### TEXT EXCERPT

++++++++++++++++++++

The agencies from Nigeria, Ghana, Egypt, South Africa, Rwanda, Zimbabwe, Tanzania, and Senegal are the only ones on the continent currently classified by WHO as having reached Maturity Level 3. But achieving that status has not solved all the challenges, rather, it has exposed how isolated even the most advanced systems can be.

 

In February 2025, the eight agencies signed a Memorandum of Understanding (MoU) to create a formal mechanism for regulatory reliance, a system in which national bodies can recognise and use one another’s decisions, share data, and coordinate assessments.

 

At the Abuja meeting, the regulators discussed the practical hurdles to making this system work. These include political pressure at home, gaps in funding, and a lack of digital infrastructure to support cross-country communication.

 

While the ML3 label signals progress, Africa’s regulatory landscape remains uneven. Many countries still lack strong national drug oversight, and there are concerns that reliance mechanisms could deepen dependence on the few countries that have achieved ML3.

 

Officials acknowledged this concern and discussed ways to involve non-ML3 countries without undermining safety or slowing down the process. Some of the proposals include capacity-building efforts, shared training, and gradual expansion of the mechanism to include more partners over time.

 

The new steering committee, chaired by Zimbabwe’s regulatory chief Richard Rukwata and Egypt’s Dr. Ali Ghamrawy as vice-chair, will have to navigate this and other sensitive policy issues over the next two years.

 

Ultimately, the stakes are high. The COVID-19 pandemic exposed the vulnerability of African countries that rely on imports for most of their medicines and vaccines. With global supply chains under strain and donor support declining, there’s renewed pressure on African governments to strengthen local pharmaceutical systems.

 

Prof. Adeyeye, while reflecting on Nigeria’s own journey to ML3 status, emphasised that the meeting was about hard decisions and shared responsibility, not celebration.

++++++++++++++++++++

### SUPPLIED DATA
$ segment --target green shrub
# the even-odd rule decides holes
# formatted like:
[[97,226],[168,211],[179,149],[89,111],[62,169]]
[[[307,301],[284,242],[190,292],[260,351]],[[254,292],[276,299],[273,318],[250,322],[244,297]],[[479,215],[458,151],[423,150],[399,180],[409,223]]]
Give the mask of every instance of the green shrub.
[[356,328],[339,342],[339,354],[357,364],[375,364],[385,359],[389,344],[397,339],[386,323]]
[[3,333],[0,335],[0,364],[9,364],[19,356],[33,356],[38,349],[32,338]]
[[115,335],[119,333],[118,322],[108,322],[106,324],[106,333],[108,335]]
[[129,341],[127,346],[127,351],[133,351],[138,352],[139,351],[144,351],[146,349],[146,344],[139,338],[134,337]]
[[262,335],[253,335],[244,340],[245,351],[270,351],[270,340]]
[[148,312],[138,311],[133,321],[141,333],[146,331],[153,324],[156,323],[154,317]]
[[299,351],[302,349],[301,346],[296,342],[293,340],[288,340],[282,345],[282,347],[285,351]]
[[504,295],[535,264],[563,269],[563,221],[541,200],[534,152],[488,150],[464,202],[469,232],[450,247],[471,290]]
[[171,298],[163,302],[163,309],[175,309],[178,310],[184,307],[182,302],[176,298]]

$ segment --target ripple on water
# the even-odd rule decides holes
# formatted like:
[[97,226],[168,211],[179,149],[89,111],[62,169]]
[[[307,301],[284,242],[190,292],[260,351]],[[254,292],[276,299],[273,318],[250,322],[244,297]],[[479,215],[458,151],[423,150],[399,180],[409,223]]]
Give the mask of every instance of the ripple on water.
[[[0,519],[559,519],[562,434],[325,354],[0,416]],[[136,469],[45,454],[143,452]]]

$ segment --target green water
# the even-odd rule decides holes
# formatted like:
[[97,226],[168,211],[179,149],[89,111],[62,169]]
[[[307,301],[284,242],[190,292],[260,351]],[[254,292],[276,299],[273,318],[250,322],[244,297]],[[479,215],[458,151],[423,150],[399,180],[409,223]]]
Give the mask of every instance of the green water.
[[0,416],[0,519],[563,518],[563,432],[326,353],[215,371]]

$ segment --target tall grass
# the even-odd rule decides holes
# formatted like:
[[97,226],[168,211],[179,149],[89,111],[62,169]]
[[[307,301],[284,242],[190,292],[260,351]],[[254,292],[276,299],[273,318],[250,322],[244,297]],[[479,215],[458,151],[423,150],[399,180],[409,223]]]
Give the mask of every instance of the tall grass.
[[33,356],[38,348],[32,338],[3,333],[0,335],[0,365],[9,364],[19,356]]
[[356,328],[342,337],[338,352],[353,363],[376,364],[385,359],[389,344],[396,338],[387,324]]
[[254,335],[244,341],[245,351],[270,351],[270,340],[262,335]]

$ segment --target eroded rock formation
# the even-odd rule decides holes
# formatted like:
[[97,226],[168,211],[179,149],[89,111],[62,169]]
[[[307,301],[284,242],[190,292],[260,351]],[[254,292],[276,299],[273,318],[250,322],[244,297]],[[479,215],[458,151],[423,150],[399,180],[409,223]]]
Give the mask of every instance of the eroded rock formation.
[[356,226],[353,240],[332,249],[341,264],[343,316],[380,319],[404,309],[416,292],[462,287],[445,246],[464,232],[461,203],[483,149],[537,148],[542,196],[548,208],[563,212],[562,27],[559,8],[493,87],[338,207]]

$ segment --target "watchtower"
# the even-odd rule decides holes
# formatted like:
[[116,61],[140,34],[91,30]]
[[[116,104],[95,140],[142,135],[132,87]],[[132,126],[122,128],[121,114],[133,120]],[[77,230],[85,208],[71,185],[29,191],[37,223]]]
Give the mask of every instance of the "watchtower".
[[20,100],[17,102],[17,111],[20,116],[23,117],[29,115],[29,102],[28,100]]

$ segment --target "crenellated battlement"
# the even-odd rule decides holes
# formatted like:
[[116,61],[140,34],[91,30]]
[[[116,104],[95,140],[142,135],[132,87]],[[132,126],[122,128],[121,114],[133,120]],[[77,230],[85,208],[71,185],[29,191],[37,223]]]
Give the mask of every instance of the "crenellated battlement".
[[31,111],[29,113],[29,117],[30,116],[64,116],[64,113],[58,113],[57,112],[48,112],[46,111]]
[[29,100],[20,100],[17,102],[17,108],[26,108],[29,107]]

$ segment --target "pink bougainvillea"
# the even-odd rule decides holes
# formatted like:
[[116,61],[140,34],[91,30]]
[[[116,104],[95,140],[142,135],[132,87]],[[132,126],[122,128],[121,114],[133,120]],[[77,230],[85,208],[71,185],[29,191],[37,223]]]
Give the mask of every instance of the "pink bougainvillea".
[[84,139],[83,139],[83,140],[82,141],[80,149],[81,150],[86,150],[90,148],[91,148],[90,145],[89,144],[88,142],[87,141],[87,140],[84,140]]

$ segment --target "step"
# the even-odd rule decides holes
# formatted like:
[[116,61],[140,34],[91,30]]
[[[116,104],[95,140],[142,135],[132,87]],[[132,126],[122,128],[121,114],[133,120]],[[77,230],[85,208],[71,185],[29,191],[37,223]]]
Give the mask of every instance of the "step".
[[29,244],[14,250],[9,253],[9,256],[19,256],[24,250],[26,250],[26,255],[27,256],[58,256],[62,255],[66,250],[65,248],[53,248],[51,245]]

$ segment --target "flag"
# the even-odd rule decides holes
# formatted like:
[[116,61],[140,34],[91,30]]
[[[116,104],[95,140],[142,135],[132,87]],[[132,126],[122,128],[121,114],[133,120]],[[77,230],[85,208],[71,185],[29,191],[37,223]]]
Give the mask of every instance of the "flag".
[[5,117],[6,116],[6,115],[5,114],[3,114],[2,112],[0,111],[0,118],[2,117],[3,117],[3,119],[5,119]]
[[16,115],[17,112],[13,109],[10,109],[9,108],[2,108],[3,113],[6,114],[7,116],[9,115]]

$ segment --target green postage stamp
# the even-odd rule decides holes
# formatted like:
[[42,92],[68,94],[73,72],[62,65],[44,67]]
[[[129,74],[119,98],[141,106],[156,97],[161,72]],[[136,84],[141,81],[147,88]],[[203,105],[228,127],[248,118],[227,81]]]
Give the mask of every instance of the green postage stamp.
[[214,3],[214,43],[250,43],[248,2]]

++++++++++++++++++++

### TASKS
a. Please repeat a passage from the text on African drug regulators word for word. Begin at the words "The new steering" and stop after "next two years.".
b. Decide whether each statement agrees with the text on African drug regulators, answering yes or no and quoting the words from that text that settle it: (i) The eight agencies signed the Memorandum of Understanding in February 2025. (ii) Richard Rukwata serves as vice-chair of the new steering committee. (iii) Kenya's agency is among those WHO classifies as having reached Maturity Level 3.

### RESULTS OF THE TASKS
a.
The new steering committee, chaired by Zimbabwe’s regulatory chief Richard Rukwata and Egypt’s Dr. Ali Ghamrawy as vice-chair, will have to navigate this and other sensitive policy issues over the next two years.

b.
(i) Yes: "In February 2025, the eight agencies signed a Memorandum of Understanding (MoU)"
(ii) No: "chaired by Zimbabwe’s regulatory chief Richard Rukwata and Egypt’s Dr. Ali Ghamrawy as vice-chair"
(iii) No: "The agencies from Nigeria, Ghana, Egypt, South Africa, Rwanda, Zimbabwe, Tanzania, and Senegal are the only ones on the continent currently classified by WHO as having reached Maturity Level 3"